(Beginning of Supplied material)

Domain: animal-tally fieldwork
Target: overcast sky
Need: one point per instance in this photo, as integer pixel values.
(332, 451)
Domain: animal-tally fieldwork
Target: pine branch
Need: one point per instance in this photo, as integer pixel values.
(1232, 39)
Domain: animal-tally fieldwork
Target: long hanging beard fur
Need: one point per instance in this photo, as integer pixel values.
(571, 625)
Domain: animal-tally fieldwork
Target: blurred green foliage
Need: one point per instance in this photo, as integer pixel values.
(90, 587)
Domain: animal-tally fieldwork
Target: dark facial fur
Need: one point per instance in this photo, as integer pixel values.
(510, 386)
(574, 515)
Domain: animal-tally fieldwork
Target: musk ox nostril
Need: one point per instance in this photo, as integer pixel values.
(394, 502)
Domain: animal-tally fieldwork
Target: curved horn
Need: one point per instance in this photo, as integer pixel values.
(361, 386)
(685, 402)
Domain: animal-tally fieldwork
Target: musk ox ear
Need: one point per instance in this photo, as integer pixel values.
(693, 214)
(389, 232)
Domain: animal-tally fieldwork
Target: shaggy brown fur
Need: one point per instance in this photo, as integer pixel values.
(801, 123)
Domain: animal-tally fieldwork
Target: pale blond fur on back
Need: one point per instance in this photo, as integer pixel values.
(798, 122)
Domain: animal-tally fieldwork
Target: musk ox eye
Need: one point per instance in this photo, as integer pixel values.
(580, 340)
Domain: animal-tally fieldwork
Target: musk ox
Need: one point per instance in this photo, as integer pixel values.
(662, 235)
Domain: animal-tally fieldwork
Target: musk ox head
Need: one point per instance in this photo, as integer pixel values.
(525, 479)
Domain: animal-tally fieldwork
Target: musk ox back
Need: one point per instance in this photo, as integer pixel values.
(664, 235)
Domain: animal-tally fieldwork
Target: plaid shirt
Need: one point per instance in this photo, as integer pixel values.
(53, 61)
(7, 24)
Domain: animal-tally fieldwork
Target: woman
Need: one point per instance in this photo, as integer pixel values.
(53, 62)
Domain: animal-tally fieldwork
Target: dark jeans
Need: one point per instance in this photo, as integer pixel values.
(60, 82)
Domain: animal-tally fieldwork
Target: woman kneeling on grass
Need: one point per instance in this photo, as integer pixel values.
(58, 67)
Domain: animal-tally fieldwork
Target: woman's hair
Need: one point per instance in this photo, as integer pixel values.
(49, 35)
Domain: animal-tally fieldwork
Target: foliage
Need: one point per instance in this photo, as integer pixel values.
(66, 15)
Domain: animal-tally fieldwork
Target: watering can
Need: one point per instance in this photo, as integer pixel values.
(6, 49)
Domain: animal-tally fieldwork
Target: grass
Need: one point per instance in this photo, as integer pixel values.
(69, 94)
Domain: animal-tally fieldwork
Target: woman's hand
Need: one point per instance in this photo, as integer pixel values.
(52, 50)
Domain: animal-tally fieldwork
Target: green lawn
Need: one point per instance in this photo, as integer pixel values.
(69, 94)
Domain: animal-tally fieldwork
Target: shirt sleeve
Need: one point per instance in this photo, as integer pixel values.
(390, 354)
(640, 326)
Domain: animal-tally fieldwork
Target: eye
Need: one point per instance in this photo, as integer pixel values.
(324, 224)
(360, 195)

(End of Supplied material)

Every line that holds the string "grass" must be copied from the records above.

**Reply to the task:**
Target: woman kneeling on grass
Target: grass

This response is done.